EXERCISE REQUIREMENTS.
Please read the passage below on peptide-spectrum match scoring. What does it say the Andromeda tool bases its scores on?

SUPPLIED PASSAGE.
*** Begin section ***

We used consistent parameters for both software tools (mass tolerance, enzyme specificity, missed cleavages and modifications) and both search engines use a peptide score to match the experimental MS/MS data with a theoretical spectrum. The scoring of the peptide-spectrum match (PSM) by both tools is based on a probability calculation. The more recently developed Andromeda (MaxQuant) tool bases the scores on a binomial distribution probability, taking into account peptide fragments, neutral losses (water, ammonia) and diagnostic peaks.^38,75 Mascot (Progenesis) scoring uses peptide fragments for spectral correlation with a probabilistic modelling approach and applies an ion score cut-off to filter the PSMs.⁷⁶ Although the scoring systems seem very similar, the processes necessary for assigning a PSM can yield different outcomes because the algorithms used for peak picking and subsequent peptide sequencing differ between search engines.⁷⁷ False positive PSMs present a challenge, as the false peptide/protein identification interferes with the interpretation of the data. Therefore, ways to measure and control the number of false identifications are required. These measures discriminate correct PSMs from false identifications and ultimately allow controlling the false discovery rate (FDR).⁷⁸

The scoring algorithms aim to describe the match quality, for instance, the number of shared fragment ions between a spectrum and a candidate peptide sequence³⁹ or similarity in general. In the case of Mascot/Andromeda the number of shared fragment ions is converted into a probabilistic match score using the negative logarithm of the determined probability that the computed PSM is an incorrect assignment.³⁸ This generates a measure of match quality with high scores representing more likely hits and a high proportion of matching fragment ions. An expectation value is calculated for all sequence candidates based on the score distribution. Low quality peaks can either be used for scoring or filtered out by the search engine, leading to differences in the quality of the PSMs. Matches of medium to high quality spectra tend to be scored robustly by the two software, leading to the observed significant overlap.

*** End section ***

LISTED ENTRIES.
*** Begin section ***

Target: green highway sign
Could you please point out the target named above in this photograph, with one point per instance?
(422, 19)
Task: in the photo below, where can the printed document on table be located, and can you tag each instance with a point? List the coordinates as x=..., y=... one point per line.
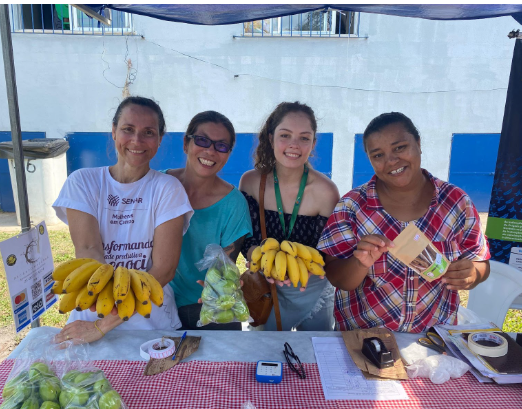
x=341, y=379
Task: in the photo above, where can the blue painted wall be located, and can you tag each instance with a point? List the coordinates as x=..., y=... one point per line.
x=88, y=149
x=6, y=189
x=472, y=165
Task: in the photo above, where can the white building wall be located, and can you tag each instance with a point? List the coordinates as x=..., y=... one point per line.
x=449, y=77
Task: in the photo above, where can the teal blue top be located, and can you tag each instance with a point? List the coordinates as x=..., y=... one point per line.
x=223, y=223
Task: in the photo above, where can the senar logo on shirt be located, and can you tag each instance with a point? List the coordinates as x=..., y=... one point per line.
x=113, y=200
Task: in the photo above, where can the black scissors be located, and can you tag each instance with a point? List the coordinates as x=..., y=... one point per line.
x=433, y=341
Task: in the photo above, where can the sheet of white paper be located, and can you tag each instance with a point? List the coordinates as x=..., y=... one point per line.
x=341, y=379
x=28, y=263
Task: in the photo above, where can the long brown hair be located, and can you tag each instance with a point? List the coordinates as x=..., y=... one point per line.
x=264, y=158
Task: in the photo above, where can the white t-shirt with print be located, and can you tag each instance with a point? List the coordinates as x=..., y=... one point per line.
x=127, y=215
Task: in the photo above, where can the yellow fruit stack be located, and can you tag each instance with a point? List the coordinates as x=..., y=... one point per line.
x=84, y=282
x=287, y=260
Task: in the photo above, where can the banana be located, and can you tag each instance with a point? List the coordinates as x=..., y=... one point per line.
x=79, y=277
x=127, y=306
x=105, y=301
x=255, y=266
x=67, y=303
x=140, y=287
x=144, y=309
x=61, y=272
x=289, y=247
x=84, y=300
x=280, y=263
x=156, y=290
x=316, y=256
x=292, y=268
x=57, y=287
x=314, y=268
x=257, y=254
x=267, y=262
x=303, y=252
x=100, y=278
x=121, y=284
x=269, y=244
x=303, y=272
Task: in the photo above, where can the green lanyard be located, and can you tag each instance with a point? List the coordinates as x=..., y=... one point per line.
x=296, y=205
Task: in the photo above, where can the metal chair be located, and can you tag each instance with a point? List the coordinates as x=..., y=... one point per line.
x=500, y=292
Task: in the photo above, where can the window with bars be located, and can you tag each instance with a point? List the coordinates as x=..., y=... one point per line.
x=65, y=19
x=330, y=23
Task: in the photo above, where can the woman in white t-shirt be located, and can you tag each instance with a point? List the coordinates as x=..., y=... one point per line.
x=127, y=215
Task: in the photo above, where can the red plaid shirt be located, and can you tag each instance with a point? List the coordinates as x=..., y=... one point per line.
x=392, y=295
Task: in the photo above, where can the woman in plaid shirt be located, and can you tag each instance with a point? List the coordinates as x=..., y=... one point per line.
x=373, y=289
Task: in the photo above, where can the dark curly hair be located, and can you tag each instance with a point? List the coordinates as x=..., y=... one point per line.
x=388, y=118
x=212, y=117
x=144, y=102
x=264, y=158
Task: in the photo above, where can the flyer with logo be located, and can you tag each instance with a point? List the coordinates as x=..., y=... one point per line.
x=28, y=263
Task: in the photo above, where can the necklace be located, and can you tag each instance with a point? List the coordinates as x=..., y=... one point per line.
x=297, y=203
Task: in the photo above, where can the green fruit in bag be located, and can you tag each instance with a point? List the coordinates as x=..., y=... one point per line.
x=49, y=389
x=77, y=396
x=225, y=302
x=231, y=273
x=102, y=386
x=206, y=315
x=208, y=294
x=229, y=287
x=213, y=276
x=50, y=405
x=39, y=369
x=68, y=378
x=224, y=317
x=240, y=310
x=31, y=403
x=14, y=402
x=10, y=387
x=110, y=400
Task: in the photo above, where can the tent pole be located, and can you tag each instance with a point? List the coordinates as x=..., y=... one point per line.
x=14, y=115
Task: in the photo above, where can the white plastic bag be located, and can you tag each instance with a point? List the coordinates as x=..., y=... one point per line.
x=439, y=368
x=222, y=297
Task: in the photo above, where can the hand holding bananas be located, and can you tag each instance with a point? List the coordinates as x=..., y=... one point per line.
x=84, y=282
x=288, y=260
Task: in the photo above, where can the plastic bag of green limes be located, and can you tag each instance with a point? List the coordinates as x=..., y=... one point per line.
x=33, y=382
x=223, y=300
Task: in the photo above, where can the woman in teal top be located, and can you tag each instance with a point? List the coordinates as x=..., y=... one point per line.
x=221, y=213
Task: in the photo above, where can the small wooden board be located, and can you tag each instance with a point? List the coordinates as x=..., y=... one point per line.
x=157, y=366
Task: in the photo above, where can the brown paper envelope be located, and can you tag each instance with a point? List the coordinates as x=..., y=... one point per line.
x=157, y=366
x=354, y=341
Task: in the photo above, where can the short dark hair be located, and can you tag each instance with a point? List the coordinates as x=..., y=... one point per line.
x=264, y=158
x=383, y=120
x=144, y=102
x=211, y=117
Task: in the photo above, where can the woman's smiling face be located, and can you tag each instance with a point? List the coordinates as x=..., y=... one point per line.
x=395, y=155
x=136, y=136
x=207, y=161
x=293, y=140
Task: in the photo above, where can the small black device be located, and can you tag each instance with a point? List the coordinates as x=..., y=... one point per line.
x=377, y=353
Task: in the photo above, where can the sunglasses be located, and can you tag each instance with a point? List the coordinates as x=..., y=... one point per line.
x=204, y=142
x=293, y=361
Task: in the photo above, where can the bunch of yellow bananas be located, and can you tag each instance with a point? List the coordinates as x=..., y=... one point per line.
x=288, y=259
x=85, y=282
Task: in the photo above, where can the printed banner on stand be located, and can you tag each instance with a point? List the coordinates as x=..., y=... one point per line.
x=29, y=266
x=504, y=228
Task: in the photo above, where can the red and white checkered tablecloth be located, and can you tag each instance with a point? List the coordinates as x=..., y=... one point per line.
x=227, y=385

*** End section ***

COMPLETED EXERCISE.
A binomial distribution probability that takes into account peptide fragments, neutral losses (water, ammonia) and diagnostic peaks.